▶ **INPUT ROWS**:
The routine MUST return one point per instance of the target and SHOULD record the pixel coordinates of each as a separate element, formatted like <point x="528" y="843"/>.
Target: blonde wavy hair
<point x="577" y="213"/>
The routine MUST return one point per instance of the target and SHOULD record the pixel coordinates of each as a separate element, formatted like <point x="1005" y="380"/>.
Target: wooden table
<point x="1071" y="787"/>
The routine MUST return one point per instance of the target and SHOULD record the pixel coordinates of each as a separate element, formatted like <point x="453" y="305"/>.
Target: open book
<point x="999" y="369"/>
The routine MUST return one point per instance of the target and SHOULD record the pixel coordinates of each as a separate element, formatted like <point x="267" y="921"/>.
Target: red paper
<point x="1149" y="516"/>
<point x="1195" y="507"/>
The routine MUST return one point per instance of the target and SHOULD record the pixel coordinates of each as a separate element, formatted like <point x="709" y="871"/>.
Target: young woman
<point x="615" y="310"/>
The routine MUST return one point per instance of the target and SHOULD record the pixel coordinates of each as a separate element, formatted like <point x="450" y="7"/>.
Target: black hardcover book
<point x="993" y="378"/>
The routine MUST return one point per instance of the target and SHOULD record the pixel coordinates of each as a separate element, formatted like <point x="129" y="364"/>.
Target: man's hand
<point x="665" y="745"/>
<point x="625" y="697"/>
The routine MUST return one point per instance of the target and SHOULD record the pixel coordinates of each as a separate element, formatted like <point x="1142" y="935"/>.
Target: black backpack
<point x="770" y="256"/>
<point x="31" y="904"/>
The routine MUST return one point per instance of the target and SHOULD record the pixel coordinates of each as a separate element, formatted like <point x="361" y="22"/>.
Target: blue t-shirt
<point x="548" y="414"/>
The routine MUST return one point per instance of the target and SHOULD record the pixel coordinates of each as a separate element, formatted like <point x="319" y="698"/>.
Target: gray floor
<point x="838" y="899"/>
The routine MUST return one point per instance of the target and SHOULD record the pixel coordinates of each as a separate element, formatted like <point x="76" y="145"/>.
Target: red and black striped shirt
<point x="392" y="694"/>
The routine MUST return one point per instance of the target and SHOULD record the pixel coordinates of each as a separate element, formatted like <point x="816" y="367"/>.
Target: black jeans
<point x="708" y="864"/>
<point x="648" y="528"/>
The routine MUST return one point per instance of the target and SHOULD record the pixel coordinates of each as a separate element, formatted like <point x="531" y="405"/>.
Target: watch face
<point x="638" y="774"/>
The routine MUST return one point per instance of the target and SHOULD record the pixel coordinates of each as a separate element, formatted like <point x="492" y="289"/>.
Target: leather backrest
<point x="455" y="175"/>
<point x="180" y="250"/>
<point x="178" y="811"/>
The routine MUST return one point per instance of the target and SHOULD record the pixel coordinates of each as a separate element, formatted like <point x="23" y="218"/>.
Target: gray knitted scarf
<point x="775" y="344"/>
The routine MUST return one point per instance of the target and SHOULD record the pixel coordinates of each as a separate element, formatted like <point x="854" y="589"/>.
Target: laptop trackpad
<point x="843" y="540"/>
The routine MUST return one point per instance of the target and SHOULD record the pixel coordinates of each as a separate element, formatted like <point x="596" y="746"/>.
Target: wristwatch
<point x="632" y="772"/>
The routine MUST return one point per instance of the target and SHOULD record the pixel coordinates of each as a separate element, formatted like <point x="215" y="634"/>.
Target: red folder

▶ **TASK**: Quote all of the entries exactly as they appear.

▶ **COMPLETE OUTPUT**:
The routine MUST return one point per instance of the target and SHOULD record the pixel coordinates of each as a separate element, formatted like <point x="528" y="843"/>.
Target: blonde wavy hair
<point x="577" y="213"/>
The routine MUST return one point per instance of the target and SHOULD record the pixel coordinates of each as a separate element, formatted like <point x="1005" y="380"/>.
Target: wooden table
<point x="1071" y="787"/>
The routine MUST return one point per instance of the target and SHOULD record the pixel coordinates of each as a separate element, formatted like <point x="453" y="305"/>.
Target: open book
<point x="999" y="369"/>
The routine MUST return one point per instance of the target and SHOULD record the pixel coordinates of each as a separate element, formatted like <point x="267" y="921"/>.
Target: red paper
<point x="1149" y="516"/>
<point x="1195" y="507"/>
The routine MUST return one point per instance of the target and SHOULD record the pixel coordinates of each as a separate element, formatted like <point x="709" y="871"/>.
Target: young woman
<point x="615" y="310"/>
The routine MUST return one point per instance of the target and SHOULD record the pixel coordinates of each as a separate element, formatted like <point x="450" y="7"/>.
Target: black hardcover book
<point x="993" y="378"/>
The routine MUST return one point per instance of the target and SHOULD record the pixel coordinates of each as a separate element, formatted like <point x="129" y="364"/>.
Target: man's hand
<point x="665" y="745"/>
<point x="625" y="697"/>
The routine MUST return one point per instance of the target and SHOULD record the pixel coordinates of each as a separate element, formatted like <point x="1142" y="935"/>.
Target: black backpack
<point x="770" y="256"/>
<point x="31" y="904"/>
The routine MUST return one point per instance of the target and SHOULD record the pixel coordinates of each as a separate element, formatted like <point x="361" y="22"/>.
Target: blue t-shirt
<point x="548" y="414"/>
The routine MUST return one point per instance of the target and SHOULD record the pixel coordinates of each as a separate element, formatted like <point x="319" y="698"/>.
Target: gray floor
<point x="838" y="899"/>
The routine MUST return one point per instance of the target and SHOULD record the pixel coordinates of each as a separate element, formatted like <point x="76" y="145"/>.
Target: red and black striped shirt
<point x="392" y="694"/>
The routine MUST return one point per instance of the target and SHOULD record the pixel coordinates of each as a separate element, formatted like <point x="816" y="367"/>.
Target: black jeans
<point x="708" y="864"/>
<point x="648" y="528"/>
The routine MUST return one point per instance of the target and SHOULD record the pixel coordinates of each as a separate element, formatted like <point x="531" y="405"/>.
Target: watch face
<point x="638" y="774"/>
The routine MUST return one point per instance of the target and SHOULD record the pixel coordinates of each as a separate element, formatted like <point x="492" y="289"/>.
Target: leather backrest
<point x="455" y="175"/>
<point x="180" y="250"/>
<point x="178" y="811"/>
The routine MUST return one point per instance of the target and SHOULD record the pixel coordinates of each as a separate element, formatted like <point x="23" y="218"/>.
Target: gray knitted scarf
<point x="775" y="344"/>
The routine MUST return one point per instance of the target and SHOULD record the pixel coordinates of each as a separate element, formatted like <point x="854" y="589"/>.
Target: laptop trackpad
<point x="843" y="540"/>
The routine MUST return one point per instance of the target and SHOULD record the pixel coordinates of each as a separate element, formatted like <point x="596" y="746"/>.
Target: wristwatch
<point x="632" y="772"/>
The routine MUST return one point per instance of the target and SHOULD record the pixel coordinates of each as a separate element, formatted like <point x="215" y="634"/>.
Target: red folder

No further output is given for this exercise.